**DIRECTIONS:** Return every one of the rows below word for word, keeping each line unchanged.

**INPUT:**

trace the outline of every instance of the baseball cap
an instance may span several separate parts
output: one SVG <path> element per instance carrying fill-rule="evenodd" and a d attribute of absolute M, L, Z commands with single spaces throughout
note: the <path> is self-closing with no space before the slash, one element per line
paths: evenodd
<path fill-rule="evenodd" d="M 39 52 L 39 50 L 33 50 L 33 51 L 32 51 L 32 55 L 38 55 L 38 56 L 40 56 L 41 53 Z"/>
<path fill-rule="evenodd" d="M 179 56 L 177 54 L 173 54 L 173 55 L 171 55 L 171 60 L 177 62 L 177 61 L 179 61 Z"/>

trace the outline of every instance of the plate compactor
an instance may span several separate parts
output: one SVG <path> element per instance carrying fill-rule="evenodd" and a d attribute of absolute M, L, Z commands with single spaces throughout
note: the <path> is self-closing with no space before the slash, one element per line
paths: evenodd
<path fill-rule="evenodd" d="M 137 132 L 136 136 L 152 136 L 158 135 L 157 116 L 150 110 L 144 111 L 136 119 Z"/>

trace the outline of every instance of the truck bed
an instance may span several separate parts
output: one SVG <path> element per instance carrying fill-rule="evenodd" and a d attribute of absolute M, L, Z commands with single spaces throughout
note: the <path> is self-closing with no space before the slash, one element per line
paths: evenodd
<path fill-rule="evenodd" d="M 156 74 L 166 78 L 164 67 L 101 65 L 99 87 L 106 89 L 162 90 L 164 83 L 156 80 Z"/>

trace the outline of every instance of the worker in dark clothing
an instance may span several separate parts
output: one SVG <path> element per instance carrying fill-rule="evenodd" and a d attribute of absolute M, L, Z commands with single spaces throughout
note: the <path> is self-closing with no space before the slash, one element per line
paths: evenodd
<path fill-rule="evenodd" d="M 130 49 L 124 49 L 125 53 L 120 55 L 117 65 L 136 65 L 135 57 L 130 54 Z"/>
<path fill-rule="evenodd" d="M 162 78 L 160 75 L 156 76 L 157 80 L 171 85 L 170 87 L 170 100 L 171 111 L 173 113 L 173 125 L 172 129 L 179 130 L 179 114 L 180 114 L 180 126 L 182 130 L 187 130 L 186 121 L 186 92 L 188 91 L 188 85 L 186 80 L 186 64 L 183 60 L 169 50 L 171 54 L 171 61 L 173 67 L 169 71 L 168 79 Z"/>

**TASK SOLUTION:**
trace the outline of every instance of the baseball cap
an instance may span several separate parts
output: one SVG <path> element per instance carrying fill-rule="evenodd" and a d attribute of absolute M, L, Z commands with single spaces throughout
note: the <path> is self-closing with no space before the slash, one element per line
paths: evenodd
<path fill-rule="evenodd" d="M 39 52 L 39 50 L 33 50 L 33 51 L 32 51 L 32 55 L 38 55 L 38 56 L 40 56 L 41 53 Z"/>
<path fill-rule="evenodd" d="M 179 56 L 177 54 L 173 54 L 173 55 L 171 55 L 171 60 L 177 62 L 177 61 L 179 61 Z"/>

trace the outline of every instance of the plate compactor
an instance may span several separate parts
output: one SVG <path> element per instance carrying fill-rule="evenodd" and a d attribute of absolute M, L, Z commands with single spaces throughout
note: the <path> is self-closing with no space before the slash, one element per line
paths: evenodd
<path fill-rule="evenodd" d="M 137 132 L 136 136 L 152 136 L 158 135 L 157 116 L 150 110 L 144 111 L 136 119 Z"/>

trace the outline of every instance of the truck bed
an instance may span several separate parts
output: one SVG <path> element per instance carrying fill-rule="evenodd" and a d attribute of absolute M, L, Z commands with single spaces throughout
note: the <path> is self-closing with no space before the slash, one element per line
paths: evenodd
<path fill-rule="evenodd" d="M 156 74 L 166 78 L 164 67 L 101 65 L 99 87 L 106 89 L 162 90 L 164 83 L 156 80 Z"/>

trace the outline of every instance of the worker in dark clothing
an instance may span several separate parts
output: one SVG <path> element per instance carrying fill-rule="evenodd" and a d attribute of absolute M, L, Z commands with single spaces throughout
note: the <path> is self-closing with no space before the slash, one element per line
paths: evenodd
<path fill-rule="evenodd" d="M 130 49 L 124 49 L 125 53 L 120 55 L 117 65 L 136 65 L 135 57 L 130 54 Z"/>
<path fill-rule="evenodd" d="M 162 78 L 160 75 L 156 76 L 157 80 L 171 85 L 170 87 L 170 100 L 171 111 L 173 113 L 173 125 L 172 129 L 179 130 L 179 114 L 180 114 L 180 126 L 182 130 L 187 130 L 186 121 L 186 92 L 188 91 L 188 85 L 186 80 L 186 64 L 183 60 L 169 50 L 171 54 L 171 61 L 173 67 L 169 71 L 168 79 Z"/>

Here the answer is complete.